◆ Task brief ◆
Lay out all of the entries below as a Markdown table with two columns: Row for a running number and Entry for the line itself. Leave out any blank lines.

◆ Data supplied ◆
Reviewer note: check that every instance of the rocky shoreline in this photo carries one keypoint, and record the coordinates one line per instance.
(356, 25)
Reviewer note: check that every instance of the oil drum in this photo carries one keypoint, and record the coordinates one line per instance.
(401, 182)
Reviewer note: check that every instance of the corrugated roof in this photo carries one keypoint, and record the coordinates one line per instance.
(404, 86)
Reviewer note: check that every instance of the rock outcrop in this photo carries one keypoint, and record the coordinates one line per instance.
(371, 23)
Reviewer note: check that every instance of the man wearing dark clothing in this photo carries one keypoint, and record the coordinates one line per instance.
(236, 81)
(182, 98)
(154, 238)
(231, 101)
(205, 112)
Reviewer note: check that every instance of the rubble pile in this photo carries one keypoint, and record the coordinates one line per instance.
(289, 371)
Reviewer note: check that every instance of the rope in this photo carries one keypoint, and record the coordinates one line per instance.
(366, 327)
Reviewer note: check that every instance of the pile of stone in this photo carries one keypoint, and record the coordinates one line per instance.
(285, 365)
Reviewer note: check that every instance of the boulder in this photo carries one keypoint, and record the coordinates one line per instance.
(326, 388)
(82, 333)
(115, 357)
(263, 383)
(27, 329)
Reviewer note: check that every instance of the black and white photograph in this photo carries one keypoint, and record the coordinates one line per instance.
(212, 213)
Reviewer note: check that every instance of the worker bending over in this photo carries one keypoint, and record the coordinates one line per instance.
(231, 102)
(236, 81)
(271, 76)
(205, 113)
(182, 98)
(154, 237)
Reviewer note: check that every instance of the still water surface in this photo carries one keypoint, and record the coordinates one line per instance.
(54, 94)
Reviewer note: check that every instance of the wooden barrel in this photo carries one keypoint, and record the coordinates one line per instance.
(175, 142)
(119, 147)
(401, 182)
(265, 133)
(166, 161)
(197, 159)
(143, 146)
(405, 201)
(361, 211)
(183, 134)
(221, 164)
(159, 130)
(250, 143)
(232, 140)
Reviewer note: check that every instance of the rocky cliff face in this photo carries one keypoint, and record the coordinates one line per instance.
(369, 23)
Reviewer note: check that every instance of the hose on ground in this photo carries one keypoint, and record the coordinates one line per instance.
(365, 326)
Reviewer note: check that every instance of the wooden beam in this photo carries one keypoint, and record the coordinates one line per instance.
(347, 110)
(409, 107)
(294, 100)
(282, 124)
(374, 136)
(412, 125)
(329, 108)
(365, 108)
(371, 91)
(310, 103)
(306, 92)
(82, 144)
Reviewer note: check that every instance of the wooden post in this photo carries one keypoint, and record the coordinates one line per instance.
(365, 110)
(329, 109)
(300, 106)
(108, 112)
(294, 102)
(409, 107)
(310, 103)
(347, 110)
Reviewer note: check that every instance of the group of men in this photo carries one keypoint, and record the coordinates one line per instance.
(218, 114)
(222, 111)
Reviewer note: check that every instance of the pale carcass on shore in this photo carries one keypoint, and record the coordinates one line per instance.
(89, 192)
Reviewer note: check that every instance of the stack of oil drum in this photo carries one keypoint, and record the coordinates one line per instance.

◆ The reply ◆
| Row | Entry |
|---|---|
| 1 | Reviewer note: check that every instance of the rocky shoreline in this photo carries one keypoint, and record the coordinates one line per instance. |
| 2 | (356, 25) |
| 3 | Reviewer note: check that every instance of the oil drum in this photo carries one keypoint, and record the coordinates one line per instance. |
| 4 | (401, 182) |
| 5 | Reviewer note: check that every instance of the corrugated roof in this photo carries one keypoint, and record the coordinates one line per instance. |
| 6 | (404, 86) |
| 7 | Reviewer note: check that every instance of the rock outcrop in this photo carries one keypoint, and record the coordinates one line per instance. |
| 8 | (371, 23) |
| 9 | Reviewer note: check that every instance of the man wearing dark clothing in this photo carries one keypoint, and record the coordinates one line per instance. |
| 10 | (236, 81) |
| 11 | (182, 98) |
| 12 | (154, 238) |
| 13 | (231, 101) |
| 14 | (205, 112) |
| 15 | Reviewer note: check that every instance of the rubble pile in this photo carries one keypoint, and record the coordinates one line per instance. |
| 16 | (289, 371) |
| 17 | Reviewer note: check that every instance of the rope in this photo carries one keypoint, and record the coordinates one line per instance. |
| 18 | (366, 327) |
| 19 | Reviewer note: check that every instance of the pile of stone in this photo carries one keypoint, and record the coordinates one line per instance. |
| 20 | (285, 365) |
| 21 | Reviewer note: check that every instance of the boulder in this photo carries one keypoint, and record the coordinates one line per instance. |
| 22 | (326, 388) |
| 23 | (82, 333) |
| 24 | (115, 357) |
| 25 | (263, 383) |
| 26 | (27, 329) |
| 27 | Reviewer note: check that every instance of the black and white photograph in this photo carries one keypoint, and record the coordinates one line per instance. |
| 28 | (212, 213) |
| 29 | Reviewer note: check that every instance of the worker bending over in this photo carries one keypoint, and record the coordinates one line per instance. |
| 30 | (231, 102) |
| 31 | (236, 81) |
| 32 | (271, 76) |
| 33 | (205, 113) |
| 34 | (182, 98) |
| 35 | (154, 237) |
| 36 | Reviewer note: check that every instance of the still water surface in this photo carries one keypoint, and record the coordinates one line per instance. |
| 37 | (54, 94) |
| 38 | Reviewer note: check that every instance of the wooden barrel in this photo carries one keypoint, and record the coordinates one line per instance. |
| 39 | (175, 142) |
| 40 | (119, 147) |
| 41 | (401, 182) |
| 42 | (265, 133) |
| 43 | (166, 161) |
| 44 | (197, 159) |
| 45 | (143, 146) |
| 46 | (405, 201) |
| 47 | (361, 211) |
| 48 | (183, 134) |
| 49 | (221, 164) |
| 50 | (159, 130) |
| 51 | (250, 143) |
| 52 | (232, 140) |
| 53 | Reviewer note: check that every instance of the rocky cliff face in this photo carries one keypoint, and record the coordinates one line per instance. |
| 54 | (369, 23) |
| 55 | Reviewer note: check that every instance of the hose on ground in this photo carries one keypoint, and record the coordinates one line per instance. |
| 56 | (365, 326) |
| 57 | Reviewer note: check that every instance of the wooden beam in this photo carries one keypoint, and record the coordinates one line per instance. |
| 58 | (347, 110) |
| 59 | (409, 107) |
| 60 | (294, 100) |
| 61 | (282, 124) |
| 62 | (374, 136) |
| 63 | (412, 125) |
| 64 | (329, 108) |
| 65 | (365, 108) |
| 66 | (371, 91) |
| 67 | (310, 103) |
| 68 | (306, 92) |
| 69 | (82, 144) |
| 70 | Reviewer note: check that every instance of the wooden post in this photo carries one keypoint, and record the coordinates one line per instance. |
| 71 | (365, 110) |
| 72 | (329, 109) |
| 73 | (300, 106) |
| 74 | (108, 112) |
| 75 | (294, 102) |
| 76 | (409, 107) |
| 77 | (310, 103) |
| 78 | (347, 110) |
| 79 | Reviewer note: check that every instance of the group of men in this photo carries one keypoint, and record the coordinates one line per instance. |
| 80 | (218, 114) |
| 81 | (222, 111) |
| 82 | Reviewer note: check that every instance of the pale carcass on shore in this photo carries one keypoint, and record the coordinates one line per instance. |
| 83 | (89, 192) |
| 84 | Reviewer note: check that every instance of the stack of oil drum in this photo carries one keypoint, and record the coordinates one line per instance. |